## Task requirements
Extract each line of the material that follows exactly and omit its pictures.

--- start of Given data ---

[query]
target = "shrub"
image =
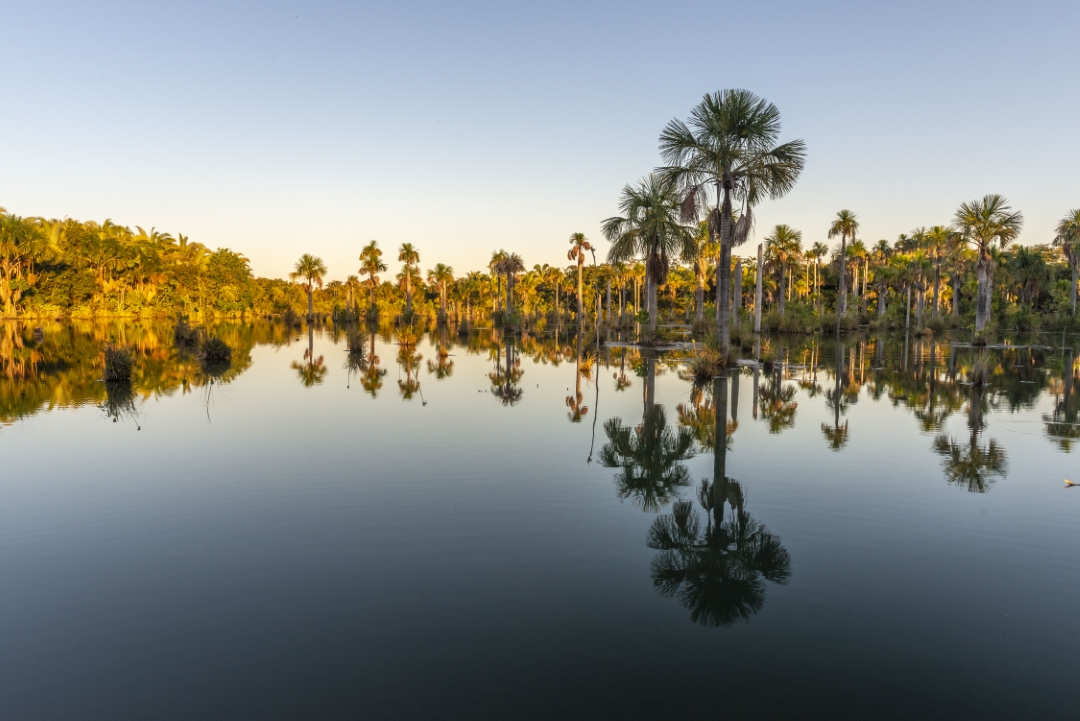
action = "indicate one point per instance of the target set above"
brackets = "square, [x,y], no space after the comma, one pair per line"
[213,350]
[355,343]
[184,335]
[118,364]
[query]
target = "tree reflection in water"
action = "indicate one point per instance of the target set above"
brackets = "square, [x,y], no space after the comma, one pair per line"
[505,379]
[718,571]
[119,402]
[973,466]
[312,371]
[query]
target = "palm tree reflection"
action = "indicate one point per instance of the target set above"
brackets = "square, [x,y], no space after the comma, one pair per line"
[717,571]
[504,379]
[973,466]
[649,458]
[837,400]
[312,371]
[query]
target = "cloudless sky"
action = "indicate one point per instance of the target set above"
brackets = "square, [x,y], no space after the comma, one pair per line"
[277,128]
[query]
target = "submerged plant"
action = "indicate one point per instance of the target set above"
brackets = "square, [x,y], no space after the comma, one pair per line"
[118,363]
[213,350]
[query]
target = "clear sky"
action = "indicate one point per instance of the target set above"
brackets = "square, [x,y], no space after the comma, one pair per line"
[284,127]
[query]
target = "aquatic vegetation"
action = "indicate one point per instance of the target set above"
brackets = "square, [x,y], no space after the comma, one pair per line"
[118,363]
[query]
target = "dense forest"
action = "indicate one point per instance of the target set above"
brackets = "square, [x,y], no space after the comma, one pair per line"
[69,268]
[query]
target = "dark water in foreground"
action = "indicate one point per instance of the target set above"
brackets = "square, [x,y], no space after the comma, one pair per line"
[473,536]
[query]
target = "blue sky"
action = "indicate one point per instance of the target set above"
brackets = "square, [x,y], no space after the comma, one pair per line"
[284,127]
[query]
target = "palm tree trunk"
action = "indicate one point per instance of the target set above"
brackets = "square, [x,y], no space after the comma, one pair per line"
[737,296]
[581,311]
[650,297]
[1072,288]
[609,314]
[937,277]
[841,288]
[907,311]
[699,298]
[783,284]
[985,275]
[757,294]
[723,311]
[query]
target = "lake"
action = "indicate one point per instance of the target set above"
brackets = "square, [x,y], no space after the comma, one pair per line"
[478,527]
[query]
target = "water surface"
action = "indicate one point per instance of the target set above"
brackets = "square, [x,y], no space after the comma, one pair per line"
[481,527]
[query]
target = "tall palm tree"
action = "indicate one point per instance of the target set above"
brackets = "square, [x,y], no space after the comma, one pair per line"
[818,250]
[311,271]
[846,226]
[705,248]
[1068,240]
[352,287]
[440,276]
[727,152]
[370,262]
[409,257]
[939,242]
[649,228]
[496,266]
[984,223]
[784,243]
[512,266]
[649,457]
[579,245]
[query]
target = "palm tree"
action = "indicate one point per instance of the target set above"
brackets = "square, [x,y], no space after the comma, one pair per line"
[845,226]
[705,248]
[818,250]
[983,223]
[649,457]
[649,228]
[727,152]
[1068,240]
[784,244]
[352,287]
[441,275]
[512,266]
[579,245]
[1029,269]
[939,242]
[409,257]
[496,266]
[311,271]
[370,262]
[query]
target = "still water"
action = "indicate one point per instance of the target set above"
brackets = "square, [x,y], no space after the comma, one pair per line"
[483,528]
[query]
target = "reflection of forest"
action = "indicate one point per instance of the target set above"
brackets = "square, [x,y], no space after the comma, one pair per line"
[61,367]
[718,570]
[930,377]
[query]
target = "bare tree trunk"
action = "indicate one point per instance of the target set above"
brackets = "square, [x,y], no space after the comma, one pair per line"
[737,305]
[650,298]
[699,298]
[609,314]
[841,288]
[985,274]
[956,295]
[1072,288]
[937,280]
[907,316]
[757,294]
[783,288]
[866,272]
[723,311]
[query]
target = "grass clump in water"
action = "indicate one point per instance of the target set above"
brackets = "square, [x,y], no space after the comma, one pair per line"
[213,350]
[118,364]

--- end of Given data ---

## The output
[query]
target = "shrub"
image =
action = "indicate one point per instance of the target set above"
brackets = "square, [x,y], no space after the comma, one pair per line"
[213,350]
[355,343]
[184,335]
[118,364]
[query]
target = "tree reflection in water"
action = "indicate one point per instance of the target set above"
brackets = "square, [x,y], no space after the comma, one pair per line"
[505,379]
[718,571]
[119,402]
[973,466]
[312,371]
[query]
target = "palm tree reflection"
action = "indicate one point per instance of the target set above"
brackets = "square, [x,y], no space after the comma, one pair per line"
[717,571]
[504,379]
[973,466]
[649,458]
[837,400]
[312,371]
[query]
target = "cloudless sky"
action = "indicate one point per instance of the target set above"
brackets = "square, [x,y], no space after the comma, one pair per line"
[277,128]
[query]
target = "submerged plant"
action = "indicate one point per instance of the target set above"
brackets = "square, [x,y], no space after the comma, one pair per line"
[118,363]
[213,350]
[query]
target = "clear sky"
action = "indicate one point per instance of the target set above"
brackets = "square, [x,y], no space after the comma, one pair per line"
[284,127]
[query]
target = "aquatic vegetation"
action = "indicate one point per instance of the target set above"
brackets = "square, [x,y], no space after the comma, one pair per line"
[118,363]
[query]
target = "dense forest"
action = "indicate one point per instance of the target set above"
brackets = "square, [x,y], no space after the comma, one pair per line"
[69,268]
[query]
target = "dark water in foreground"
action = "indicate one point per instance of the target set above"
brackets = "square, [x,y], no space after the comma, one pair per line"
[473,536]
[query]
target = "blue sky"
action = "indicate one point per instance of the target set above"
brackets = "square, [x,y], no space after the comma, one pair per line"
[284,127]
[query]
target = "palm tree trunk"
action = "indicate one point per instance of the target set above"
brackets = "square, [x,y], no space after the comma, one pair per line"
[737,296]
[581,311]
[650,297]
[1072,288]
[609,314]
[937,277]
[841,288]
[907,311]
[699,298]
[783,284]
[985,275]
[757,294]
[723,311]
[query]
target = "lake"
action = "indicate one point per instance of the target set above"
brackets = "square, [x,y], no space after the comma, one pair per line"
[478,527]
[query]
target = "water surface"
action = "indicate one point per instance of the target set above"
brackets = "square, [x,y], no space after the comma, one pair per line"
[481,527]
[query]
target = "tall palm tree"
action = "indicate one point per instance of the target set above"
brackets = "square, [x,y], no space after the comma, one pair per line"
[818,250]
[311,271]
[846,226]
[705,248]
[1068,240]
[352,287]
[440,276]
[727,152]
[370,262]
[409,257]
[939,242]
[649,228]
[496,266]
[984,223]
[784,243]
[512,266]
[649,457]
[579,245]
[query]
target = "palm tree"
action = "indicate one point per instance of the target set above"
brackets = "square, [x,y], no space after the comma, one pair per line"
[845,226]
[705,248]
[818,250]
[983,223]
[649,457]
[649,228]
[727,152]
[1068,240]
[784,244]
[352,287]
[441,275]
[512,266]
[579,245]
[1029,269]
[939,242]
[409,257]
[496,266]
[311,271]
[370,262]
[query]
target = "still water"
action = "indicate one point per instance of the target set above"
brackets = "square, [x,y], no space after the comma, one pair per line"
[483,528]
[query]
target = "reflection of forest"
action = "indicate one point per instance of the target set above"
brackets = "square, [x,y], no space after the comma, one pair per line"
[61,367]
[718,570]
[930,377]
[query]
target = "bare tree trunk"
action = "indicate one point per instance of the target set above"
brackets = "square, [x,y], no space after the comma, one pair per line"
[737,305]
[650,298]
[699,298]
[609,314]
[841,288]
[985,274]
[956,295]
[1072,288]
[937,280]
[907,316]
[757,294]
[783,288]
[866,272]
[723,311]
[query]
target = "grass clump in water"
action = "indicate one point per instance of the target set above"
brackets = "square, [x,y], no space after the comma, one pair per line"
[213,350]
[118,364]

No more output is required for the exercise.